GOAL OF THE EXERCISE
Return, exactly, the line that contains "background in the photo above." together with all lines after it to the end of the entries, and no further lines.

BEGIN THE INPUT

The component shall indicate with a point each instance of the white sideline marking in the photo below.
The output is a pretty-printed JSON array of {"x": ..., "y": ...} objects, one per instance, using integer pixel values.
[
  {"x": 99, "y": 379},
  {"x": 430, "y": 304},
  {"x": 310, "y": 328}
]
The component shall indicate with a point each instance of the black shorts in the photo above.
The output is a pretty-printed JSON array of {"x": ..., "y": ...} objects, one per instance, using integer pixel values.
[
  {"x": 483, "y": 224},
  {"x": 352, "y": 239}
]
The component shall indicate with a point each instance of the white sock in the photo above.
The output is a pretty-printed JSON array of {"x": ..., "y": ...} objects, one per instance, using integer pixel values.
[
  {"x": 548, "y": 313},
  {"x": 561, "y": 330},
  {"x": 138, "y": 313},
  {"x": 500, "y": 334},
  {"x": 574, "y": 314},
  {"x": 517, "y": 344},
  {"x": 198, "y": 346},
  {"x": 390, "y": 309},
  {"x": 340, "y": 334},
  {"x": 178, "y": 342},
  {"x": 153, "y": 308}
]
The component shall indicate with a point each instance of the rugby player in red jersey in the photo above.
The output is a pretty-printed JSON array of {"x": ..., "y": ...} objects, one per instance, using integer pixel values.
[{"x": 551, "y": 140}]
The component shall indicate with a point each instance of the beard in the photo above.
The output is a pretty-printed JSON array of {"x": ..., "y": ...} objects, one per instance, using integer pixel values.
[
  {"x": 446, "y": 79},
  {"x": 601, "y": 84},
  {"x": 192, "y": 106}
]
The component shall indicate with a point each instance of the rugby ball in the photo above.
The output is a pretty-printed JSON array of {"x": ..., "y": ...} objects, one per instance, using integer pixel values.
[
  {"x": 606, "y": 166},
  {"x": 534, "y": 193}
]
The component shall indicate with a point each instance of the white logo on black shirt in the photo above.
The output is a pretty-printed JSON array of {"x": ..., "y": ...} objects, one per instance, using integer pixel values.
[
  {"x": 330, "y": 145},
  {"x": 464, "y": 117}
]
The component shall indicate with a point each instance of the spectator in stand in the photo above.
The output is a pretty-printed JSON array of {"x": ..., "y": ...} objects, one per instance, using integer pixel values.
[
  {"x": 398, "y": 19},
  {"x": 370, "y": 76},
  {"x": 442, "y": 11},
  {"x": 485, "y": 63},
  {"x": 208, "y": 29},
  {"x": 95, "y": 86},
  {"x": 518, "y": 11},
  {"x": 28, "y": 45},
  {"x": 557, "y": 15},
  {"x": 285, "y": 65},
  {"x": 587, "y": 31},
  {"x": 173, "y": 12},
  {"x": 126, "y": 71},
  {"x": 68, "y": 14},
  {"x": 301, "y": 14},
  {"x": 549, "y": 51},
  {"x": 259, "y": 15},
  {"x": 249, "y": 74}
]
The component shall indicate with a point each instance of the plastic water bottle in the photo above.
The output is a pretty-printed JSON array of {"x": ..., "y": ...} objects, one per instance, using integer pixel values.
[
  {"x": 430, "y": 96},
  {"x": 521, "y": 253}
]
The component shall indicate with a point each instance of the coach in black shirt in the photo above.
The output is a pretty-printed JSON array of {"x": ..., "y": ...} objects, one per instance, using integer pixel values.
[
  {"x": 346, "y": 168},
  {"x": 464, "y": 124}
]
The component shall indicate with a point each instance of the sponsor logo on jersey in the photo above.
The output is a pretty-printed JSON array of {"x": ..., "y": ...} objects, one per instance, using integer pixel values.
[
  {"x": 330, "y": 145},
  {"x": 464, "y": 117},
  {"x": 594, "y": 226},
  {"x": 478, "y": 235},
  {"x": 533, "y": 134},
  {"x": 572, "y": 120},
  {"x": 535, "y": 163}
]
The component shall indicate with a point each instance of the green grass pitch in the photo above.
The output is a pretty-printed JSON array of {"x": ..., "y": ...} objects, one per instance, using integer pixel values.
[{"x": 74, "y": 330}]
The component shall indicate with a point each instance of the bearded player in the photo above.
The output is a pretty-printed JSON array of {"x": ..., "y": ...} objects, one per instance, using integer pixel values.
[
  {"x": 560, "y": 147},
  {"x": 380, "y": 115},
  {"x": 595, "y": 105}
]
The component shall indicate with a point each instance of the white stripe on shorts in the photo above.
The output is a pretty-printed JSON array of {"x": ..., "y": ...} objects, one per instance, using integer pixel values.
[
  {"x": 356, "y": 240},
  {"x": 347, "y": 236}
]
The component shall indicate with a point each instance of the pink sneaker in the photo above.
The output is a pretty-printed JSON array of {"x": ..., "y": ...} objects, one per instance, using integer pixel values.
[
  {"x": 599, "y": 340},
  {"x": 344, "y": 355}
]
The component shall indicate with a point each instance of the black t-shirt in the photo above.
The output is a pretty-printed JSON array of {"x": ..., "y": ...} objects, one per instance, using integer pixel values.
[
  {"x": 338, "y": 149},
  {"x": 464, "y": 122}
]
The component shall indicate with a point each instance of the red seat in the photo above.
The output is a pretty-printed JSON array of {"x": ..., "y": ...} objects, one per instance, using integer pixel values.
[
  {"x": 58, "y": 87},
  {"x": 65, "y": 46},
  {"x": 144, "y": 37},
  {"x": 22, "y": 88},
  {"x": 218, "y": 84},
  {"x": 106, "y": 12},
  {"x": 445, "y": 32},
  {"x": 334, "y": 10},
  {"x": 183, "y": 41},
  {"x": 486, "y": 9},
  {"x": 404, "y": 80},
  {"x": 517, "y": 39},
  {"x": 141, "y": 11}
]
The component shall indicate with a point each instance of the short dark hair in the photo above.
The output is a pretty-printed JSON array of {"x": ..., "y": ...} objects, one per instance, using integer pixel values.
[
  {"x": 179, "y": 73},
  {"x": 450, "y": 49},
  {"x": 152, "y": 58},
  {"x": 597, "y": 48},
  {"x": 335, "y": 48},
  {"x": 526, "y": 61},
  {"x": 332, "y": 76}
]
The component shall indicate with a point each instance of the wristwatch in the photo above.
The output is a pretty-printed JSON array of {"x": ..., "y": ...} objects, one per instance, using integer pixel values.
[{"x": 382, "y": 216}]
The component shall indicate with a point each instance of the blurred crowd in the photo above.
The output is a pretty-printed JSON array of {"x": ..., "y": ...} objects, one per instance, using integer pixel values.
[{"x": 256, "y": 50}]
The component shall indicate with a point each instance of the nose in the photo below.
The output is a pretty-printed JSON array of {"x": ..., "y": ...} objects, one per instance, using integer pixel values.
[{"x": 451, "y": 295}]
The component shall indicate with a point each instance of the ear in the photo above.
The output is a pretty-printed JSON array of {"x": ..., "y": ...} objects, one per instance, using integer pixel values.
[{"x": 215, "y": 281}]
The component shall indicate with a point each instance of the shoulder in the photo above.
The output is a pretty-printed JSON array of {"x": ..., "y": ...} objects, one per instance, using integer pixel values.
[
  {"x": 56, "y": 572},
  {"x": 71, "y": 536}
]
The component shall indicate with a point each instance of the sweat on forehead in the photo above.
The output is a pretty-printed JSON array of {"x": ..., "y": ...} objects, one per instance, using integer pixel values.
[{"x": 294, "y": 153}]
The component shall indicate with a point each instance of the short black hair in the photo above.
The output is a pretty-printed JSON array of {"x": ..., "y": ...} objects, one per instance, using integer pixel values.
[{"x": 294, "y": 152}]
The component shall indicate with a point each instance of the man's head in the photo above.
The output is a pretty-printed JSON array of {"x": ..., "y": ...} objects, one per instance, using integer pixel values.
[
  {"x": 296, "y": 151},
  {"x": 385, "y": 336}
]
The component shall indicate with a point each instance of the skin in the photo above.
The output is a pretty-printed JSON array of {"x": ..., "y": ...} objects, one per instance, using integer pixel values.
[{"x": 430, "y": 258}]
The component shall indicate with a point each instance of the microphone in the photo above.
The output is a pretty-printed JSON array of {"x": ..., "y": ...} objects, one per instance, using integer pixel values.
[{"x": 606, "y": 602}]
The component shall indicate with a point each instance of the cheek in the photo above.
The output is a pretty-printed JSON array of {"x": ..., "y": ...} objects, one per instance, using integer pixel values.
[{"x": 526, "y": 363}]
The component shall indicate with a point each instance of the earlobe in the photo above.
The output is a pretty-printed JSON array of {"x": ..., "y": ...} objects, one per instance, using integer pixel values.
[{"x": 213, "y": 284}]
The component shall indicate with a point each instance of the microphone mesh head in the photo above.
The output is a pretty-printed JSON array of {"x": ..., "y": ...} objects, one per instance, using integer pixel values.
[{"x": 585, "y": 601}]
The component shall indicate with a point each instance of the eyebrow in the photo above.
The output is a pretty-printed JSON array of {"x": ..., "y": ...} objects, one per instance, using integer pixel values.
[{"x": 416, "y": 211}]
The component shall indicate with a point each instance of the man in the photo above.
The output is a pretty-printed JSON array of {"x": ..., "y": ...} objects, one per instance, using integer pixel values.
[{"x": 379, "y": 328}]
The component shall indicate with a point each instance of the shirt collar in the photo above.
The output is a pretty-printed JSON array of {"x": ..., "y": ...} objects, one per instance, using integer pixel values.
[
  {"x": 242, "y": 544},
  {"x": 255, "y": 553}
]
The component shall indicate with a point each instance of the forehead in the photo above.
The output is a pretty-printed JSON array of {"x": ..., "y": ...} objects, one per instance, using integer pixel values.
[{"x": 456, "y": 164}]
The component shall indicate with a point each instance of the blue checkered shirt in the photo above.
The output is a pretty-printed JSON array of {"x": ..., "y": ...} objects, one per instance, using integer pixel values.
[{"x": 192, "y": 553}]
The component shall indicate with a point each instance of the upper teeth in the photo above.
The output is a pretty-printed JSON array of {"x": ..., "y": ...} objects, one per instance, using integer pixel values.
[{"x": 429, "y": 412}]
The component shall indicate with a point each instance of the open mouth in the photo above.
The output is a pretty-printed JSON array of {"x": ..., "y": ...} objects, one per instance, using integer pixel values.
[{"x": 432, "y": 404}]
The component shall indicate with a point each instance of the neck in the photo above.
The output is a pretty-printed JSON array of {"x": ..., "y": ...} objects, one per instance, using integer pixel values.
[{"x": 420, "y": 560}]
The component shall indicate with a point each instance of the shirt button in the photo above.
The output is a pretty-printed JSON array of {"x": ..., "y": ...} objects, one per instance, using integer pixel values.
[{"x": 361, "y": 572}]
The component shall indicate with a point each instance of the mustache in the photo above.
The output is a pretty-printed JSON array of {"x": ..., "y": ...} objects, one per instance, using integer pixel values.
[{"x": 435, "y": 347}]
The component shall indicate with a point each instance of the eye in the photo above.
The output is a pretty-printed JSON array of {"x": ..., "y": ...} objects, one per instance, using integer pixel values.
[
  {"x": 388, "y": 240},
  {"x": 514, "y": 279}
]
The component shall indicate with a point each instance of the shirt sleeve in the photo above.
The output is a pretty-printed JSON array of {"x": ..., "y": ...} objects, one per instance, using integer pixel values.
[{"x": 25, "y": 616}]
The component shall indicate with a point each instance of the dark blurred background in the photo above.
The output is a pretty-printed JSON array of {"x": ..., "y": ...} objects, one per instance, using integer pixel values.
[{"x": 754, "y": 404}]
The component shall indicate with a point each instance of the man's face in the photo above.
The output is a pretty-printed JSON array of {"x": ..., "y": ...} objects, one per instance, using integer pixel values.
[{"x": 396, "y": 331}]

END THE INPUT

EXERCISE ANSWER
The component shall indicate with a point each instance of the dark blurred background in the photo above.
The output is a pretty-printed JSON array of {"x": ..., "y": ...} objects, one per instance, using integer pixel values.
[{"x": 754, "y": 404}]
The component shall indicate with a point each instance of the man's face in the photo above.
The output is a pretty-printed JSON array of {"x": ..., "y": ...} objects, one per instance, using integer pixel values.
[{"x": 396, "y": 331}]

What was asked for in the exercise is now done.